**Requirements:**
Resize the boxes in the lines from the first one through the one containing "[415,104,506,251]", both included: write out every one of those lines again, requests included, multiplying each bounding-box coordinate in the answers by 0.3 and rounding to a whole number, with halves rounded up. Leave the pictures out.

**Dataset rows:**
»»

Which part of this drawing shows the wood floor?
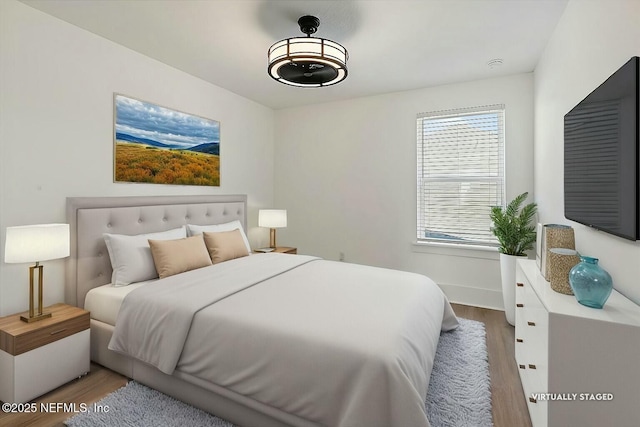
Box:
[0,304,531,427]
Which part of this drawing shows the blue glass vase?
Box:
[569,256,613,308]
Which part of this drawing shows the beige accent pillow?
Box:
[149,236,211,279]
[203,229,249,264]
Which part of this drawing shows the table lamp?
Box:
[258,209,287,248]
[4,224,69,323]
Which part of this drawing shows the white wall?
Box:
[0,0,274,315]
[534,0,640,303]
[275,74,533,308]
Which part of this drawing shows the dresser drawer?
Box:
[0,304,89,356]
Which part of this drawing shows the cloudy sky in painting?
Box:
[115,95,220,148]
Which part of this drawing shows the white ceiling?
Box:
[22,0,567,109]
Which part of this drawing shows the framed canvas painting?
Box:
[113,94,220,186]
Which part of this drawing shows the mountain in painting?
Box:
[188,143,220,156]
[116,132,175,148]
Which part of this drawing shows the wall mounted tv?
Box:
[564,56,640,240]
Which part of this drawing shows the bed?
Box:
[65,195,457,427]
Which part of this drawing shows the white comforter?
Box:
[109,254,457,427]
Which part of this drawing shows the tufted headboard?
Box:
[65,195,247,307]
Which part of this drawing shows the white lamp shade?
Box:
[4,224,70,264]
[258,209,287,228]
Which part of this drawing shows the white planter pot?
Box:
[500,254,522,326]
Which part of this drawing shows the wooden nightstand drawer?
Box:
[0,304,89,356]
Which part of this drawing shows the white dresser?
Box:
[515,260,640,427]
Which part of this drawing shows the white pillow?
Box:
[187,219,251,253]
[103,225,187,286]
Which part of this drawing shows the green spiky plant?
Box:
[491,192,538,256]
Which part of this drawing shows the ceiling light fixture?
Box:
[268,15,349,87]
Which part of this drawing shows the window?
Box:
[416,105,504,246]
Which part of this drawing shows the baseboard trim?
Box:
[438,283,504,311]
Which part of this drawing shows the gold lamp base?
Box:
[20,262,51,323]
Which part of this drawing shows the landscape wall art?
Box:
[114,94,220,186]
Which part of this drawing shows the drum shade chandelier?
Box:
[268,15,349,87]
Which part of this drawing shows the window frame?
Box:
[415,104,506,251]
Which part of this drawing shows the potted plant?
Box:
[491,192,537,325]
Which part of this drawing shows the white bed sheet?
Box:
[84,279,152,326]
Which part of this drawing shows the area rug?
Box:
[65,318,493,427]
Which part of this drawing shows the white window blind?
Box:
[417,105,504,246]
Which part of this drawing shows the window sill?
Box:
[411,242,500,260]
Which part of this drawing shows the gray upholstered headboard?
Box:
[65,195,247,307]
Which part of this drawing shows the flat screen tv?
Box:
[564,56,640,240]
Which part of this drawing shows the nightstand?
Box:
[0,304,90,403]
[253,246,298,255]
[273,246,298,255]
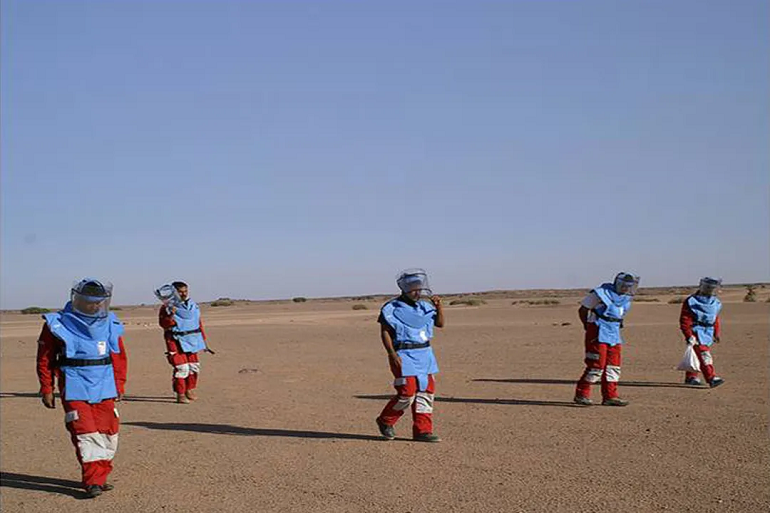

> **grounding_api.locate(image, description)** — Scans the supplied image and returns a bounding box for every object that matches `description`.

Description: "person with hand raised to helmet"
[377,269,444,442]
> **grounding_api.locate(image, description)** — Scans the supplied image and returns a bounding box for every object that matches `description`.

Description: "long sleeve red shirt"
[37,324,128,394]
[679,298,721,338]
[158,306,207,353]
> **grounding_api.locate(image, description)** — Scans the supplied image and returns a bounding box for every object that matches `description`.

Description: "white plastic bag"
[676,344,700,372]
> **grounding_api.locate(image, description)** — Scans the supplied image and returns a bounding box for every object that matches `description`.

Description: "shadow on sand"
[0,472,85,499]
[123,422,382,441]
[353,395,581,408]
[471,378,698,388]
[0,392,176,403]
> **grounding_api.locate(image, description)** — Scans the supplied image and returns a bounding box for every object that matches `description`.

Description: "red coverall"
[37,324,128,488]
[679,301,721,383]
[158,306,206,394]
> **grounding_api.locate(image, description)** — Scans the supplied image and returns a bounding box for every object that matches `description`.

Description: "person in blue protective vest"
[158,281,208,404]
[377,269,444,442]
[37,278,127,498]
[679,277,725,388]
[575,273,639,406]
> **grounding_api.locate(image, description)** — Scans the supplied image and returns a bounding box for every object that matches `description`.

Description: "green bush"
[449,298,487,306]
[21,306,51,315]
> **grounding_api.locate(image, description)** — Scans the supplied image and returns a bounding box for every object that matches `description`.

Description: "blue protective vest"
[43,303,124,404]
[171,299,206,353]
[380,298,438,391]
[687,294,722,346]
[593,283,631,346]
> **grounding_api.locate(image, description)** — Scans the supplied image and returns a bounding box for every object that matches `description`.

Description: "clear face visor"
[615,273,639,296]
[70,278,112,319]
[396,269,433,299]
[698,278,722,296]
[155,284,182,307]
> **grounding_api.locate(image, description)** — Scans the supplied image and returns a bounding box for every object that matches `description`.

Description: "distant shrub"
[511,299,561,306]
[21,306,51,315]
[449,298,487,306]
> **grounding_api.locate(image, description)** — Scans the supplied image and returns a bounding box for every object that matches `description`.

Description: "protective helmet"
[614,273,639,296]
[70,278,112,318]
[396,268,433,296]
[698,276,722,296]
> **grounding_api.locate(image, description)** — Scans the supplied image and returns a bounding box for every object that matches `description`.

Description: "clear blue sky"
[0,0,770,308]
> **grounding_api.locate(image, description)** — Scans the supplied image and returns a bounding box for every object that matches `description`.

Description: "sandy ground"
[0,293,770,513]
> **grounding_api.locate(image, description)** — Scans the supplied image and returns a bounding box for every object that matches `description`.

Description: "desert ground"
[0,288,770,513]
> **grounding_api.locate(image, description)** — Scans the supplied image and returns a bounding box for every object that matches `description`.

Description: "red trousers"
[379,375,436,435]
[62,399,120,487]
[575,324,623,400]
[166,340,201,394]
[686,344,716,382]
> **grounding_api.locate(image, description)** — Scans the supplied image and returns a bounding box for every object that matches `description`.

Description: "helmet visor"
[70,278,112,318]
[698,277,722,296]
[615,273,639,296]
[155,283,182,306]
[396,269,433,296]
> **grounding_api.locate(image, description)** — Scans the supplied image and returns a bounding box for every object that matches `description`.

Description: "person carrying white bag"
[677,277,725,388]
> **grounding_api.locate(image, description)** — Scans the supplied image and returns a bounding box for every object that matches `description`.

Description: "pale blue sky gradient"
[0,0,770,308]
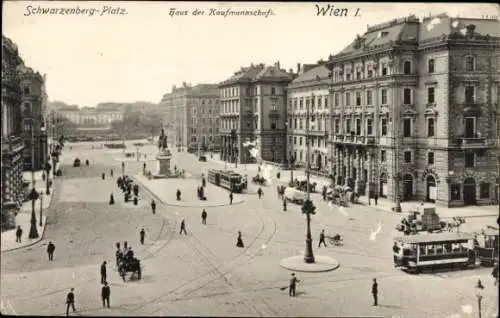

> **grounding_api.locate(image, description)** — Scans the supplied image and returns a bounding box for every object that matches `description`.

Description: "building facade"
[327,15,500,208]
[57,106,123,127]
[19,67,48,170]
[1,35,24,229]
[160,83,220,152]
[219,62,295,164]
[287,63,331,176]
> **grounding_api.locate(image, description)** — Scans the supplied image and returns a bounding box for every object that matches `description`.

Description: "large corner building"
[324,14,500,206]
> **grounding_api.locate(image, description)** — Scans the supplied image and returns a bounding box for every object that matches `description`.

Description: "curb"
[162,200,245,208]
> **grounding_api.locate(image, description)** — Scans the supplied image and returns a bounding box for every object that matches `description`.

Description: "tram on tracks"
[394,232,476,273]
[208,169,247,193]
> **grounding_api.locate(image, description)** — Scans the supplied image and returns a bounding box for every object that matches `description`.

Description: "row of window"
[219,86,278,98]
[450,182,491,200]
[191,118,219,126]
[191,127,219,134]
[333,55,476,82]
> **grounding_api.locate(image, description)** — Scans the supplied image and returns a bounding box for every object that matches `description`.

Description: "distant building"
[1,35,24,229]
[327,14,500,207]
[219,62,294,163]
[159,83,220,152]
[19,67,48,170]
[287,63,331,175]
[58,106,123,128]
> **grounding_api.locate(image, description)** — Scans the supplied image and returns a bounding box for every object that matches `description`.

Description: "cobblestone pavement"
[1,142,498,317]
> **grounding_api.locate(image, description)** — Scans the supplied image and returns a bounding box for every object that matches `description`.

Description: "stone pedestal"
[156,149,172,176]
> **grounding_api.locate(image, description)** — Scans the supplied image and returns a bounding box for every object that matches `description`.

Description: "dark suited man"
[101,261,106,284]
[47,242,56,261]
[101,282,111,308]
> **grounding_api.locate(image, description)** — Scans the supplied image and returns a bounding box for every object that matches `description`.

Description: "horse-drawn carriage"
[252,174,267,185]
[117,253,142,282]
[291,179,317,193]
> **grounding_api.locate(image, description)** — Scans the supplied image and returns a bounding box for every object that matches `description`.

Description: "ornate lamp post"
[45,162,52,195]
[475,280,484,318]
[38,192,43,227]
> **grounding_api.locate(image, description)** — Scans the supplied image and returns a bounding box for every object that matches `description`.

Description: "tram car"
[208,169,247,193]
[474,229,500,267]
[394,232,476,273]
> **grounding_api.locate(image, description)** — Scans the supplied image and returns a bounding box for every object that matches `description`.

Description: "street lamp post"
[45,162,52,195]
[475,280,484,318]
[302,95,316,263]
[38,192,43,227]
[28,120,39,239]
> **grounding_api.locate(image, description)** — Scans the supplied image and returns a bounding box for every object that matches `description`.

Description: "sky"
[2,1,499,107]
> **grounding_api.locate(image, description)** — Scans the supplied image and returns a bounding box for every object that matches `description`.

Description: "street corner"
[132,177,244,207]
[59,178,117,203]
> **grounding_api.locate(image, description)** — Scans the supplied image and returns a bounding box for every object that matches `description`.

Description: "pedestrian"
[392,242,400,267]
[47,241,56,261]
[201,209,207,225]
[139,229,146,245]
[318,229,326,248]
[179,219,187,235]
[101,261,106,284]
[66,288,76,316]
[236,231,245,248]
[151,200,156,214]
[288,273,299,297]
[16,225,23,243]
[372,278,378,306]
[101,282,111,308]
[257,188,264,199]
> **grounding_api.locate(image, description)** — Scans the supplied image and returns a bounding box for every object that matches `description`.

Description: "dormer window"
[382,64,388,76]
[403,61,411,75]
[427,59,435,73]
[465,55,476,72]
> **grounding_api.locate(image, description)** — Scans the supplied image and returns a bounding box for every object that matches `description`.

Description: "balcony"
[457,137,488,149]
[268,109,280,119]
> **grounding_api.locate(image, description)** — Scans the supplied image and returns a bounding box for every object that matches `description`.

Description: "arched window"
[427,59,435,73]
[403,61,411,75]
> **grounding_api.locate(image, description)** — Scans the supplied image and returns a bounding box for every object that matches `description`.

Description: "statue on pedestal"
[158,128,168,150]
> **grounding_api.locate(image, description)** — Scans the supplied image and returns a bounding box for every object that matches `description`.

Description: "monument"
[155,128,172,178]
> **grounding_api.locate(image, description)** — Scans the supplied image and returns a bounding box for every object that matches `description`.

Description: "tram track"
[130,195,279,315]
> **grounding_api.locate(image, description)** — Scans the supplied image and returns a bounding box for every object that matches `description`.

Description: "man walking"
[66,288,76,316]
[257,188,264,199]
[201,209,207,225]
[47,242,56,261]
[288,273,299,297]
[151,200,156,214]
[16,225,23,243]
[139,229,146,245]
[318,229,326,248]
[101,261,106,284]
[372,278,378,306]
[101,282,111,308]
[179,219,187,235]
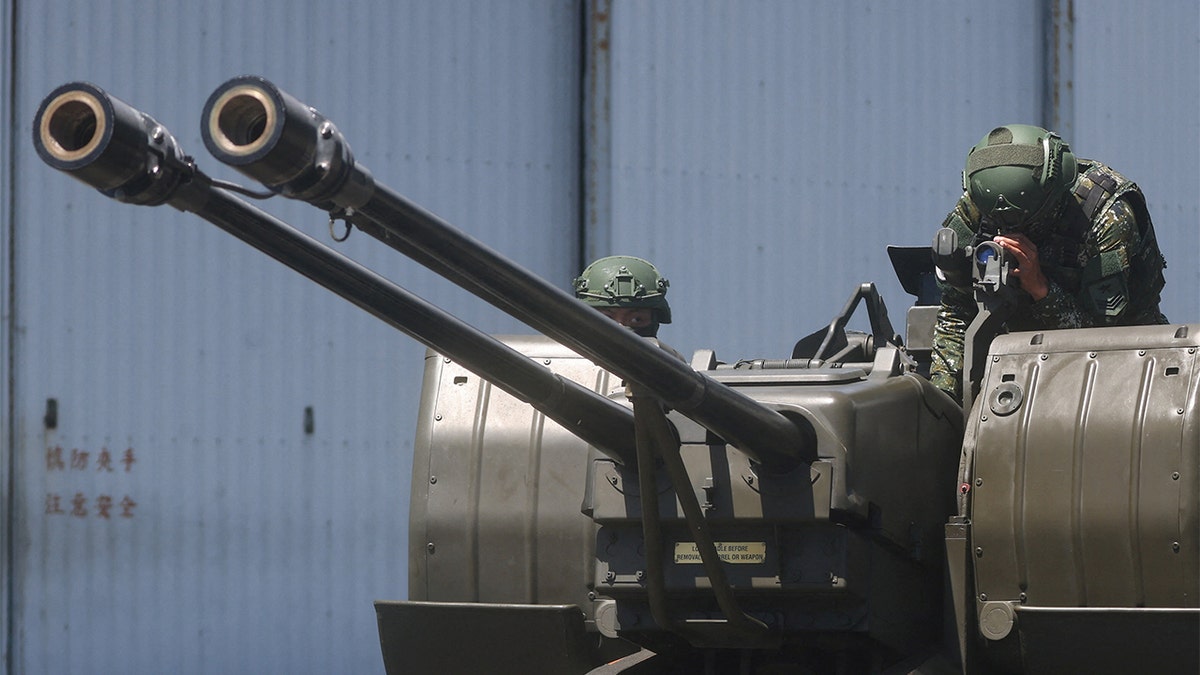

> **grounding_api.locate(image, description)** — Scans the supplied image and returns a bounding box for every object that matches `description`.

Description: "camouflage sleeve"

««

**Response:**
Which part of this drawing shows the wood floor?
Box:
[0,91,159,128]
Which part of this drawing shows the blue glass vase?
Box:
[171,77,184,92]
Which part of this drawing shows the beige accent pillow?
Box:
[45,71,63,84]
[61,69,75,79]
Which part of this drawing shows the table lamp?
Box:
[77,63,86,74]
[1,67,21,97]
Which part of this drawing shows the white wall?
Box:
[0,0,82,95]
[160,0,192,91]
[83,22,160,92]
Which part of this drawing shows the dresser drawer?
Box:
[0,91,27,107]
Which part of this drawing shows the cloudy sky in painting?
Box:
[35,29,66,44]
Which part of this drawing shows the white ceiling?
Box:
[7,0,170,33]
Which part of this drawing shows the framed canvas painting?
Box:
[34,28,66,56]
Which part of this drawing shows the mountain in painting?
Box:
[56,43,66,47]
[35,40,53,44]
Which part of this drawing shows the wall mounted tv?
Box:
[169,17,192,72]
Which part of this drawing shows the bed?
Box:
[20,59,137,128]
Which part of this drawing shows the white comforter?
Box:
[33,76,137,128]
Which part of this drawing shows the tufted headboard?
Box:
[20,59,74,92]
Which part of this drawing shows the white lamp shade?
Box:
[1,67,21,79]
[77,63,86,68]
Which part of this drawing shows the white planter pot?
Box:
[150,76,157,98]
Which part of this drawing shows the wooden nightstand drawer?
Box:
[0,91,27,107]
Which part of this drawing shows the white dresser?
Box:
[155,78,192,128]
Which part of this drawing shows the white pillow?
Box:
[56,66,75,76]
[31,68,56,86]
Which part of this drawing shows the green spiky plant?
Box:
[147,58,161,77]
Which part of this drawing shows the ceiling light fixture?
Box:
[80,5,105,26]
Which part of this drawing shows the window?
Box:
[125,32,151,74]
Which part of this drawing shows the baseboard trim?
Box:
[131,85,151,93]
Which part of this drawing shows the gold lamp base?
Box:
[6,79,15,97]
Which part of this drawing shows the landscape wall art?
Box:
[34,28,66,56]
Which part of this drawing shows the drum shade chandelier?
Box:
[80,5,105,26]
Which part of this drawing shows the window frame?
Box:
[125,31,152,75]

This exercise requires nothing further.